(Region pointing data)

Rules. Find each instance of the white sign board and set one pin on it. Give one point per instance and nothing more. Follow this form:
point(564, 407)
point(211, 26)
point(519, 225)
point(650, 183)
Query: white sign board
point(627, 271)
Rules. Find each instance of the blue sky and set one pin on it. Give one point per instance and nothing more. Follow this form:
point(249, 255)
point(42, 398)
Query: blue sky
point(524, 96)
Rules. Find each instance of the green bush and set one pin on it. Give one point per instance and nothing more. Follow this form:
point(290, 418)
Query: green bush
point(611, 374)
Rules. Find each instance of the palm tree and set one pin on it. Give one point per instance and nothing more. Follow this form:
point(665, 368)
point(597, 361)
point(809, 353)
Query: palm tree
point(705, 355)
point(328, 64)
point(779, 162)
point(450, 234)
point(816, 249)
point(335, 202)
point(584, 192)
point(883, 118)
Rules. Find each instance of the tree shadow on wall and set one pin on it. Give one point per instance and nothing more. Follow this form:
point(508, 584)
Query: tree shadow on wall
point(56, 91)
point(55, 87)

> Aim of the task
In the answer, give the lines from the first line of the data through the line with "point(249, 255)", exactly as they appear and with no additions.

> Response area
Rules. Find each instance of the white sign board and set one pin on it. Give one point per instance and nothing more. Follow this form:
point(564, 407)
point(211, 26)
point(519, 225)
point(650, 183)
Query: white sign board
point(627, 271)
Rules. Find each instance of the blue sky and set one pin on it. Give one point per instance and nothing more. Follow this form:
point(249, 255)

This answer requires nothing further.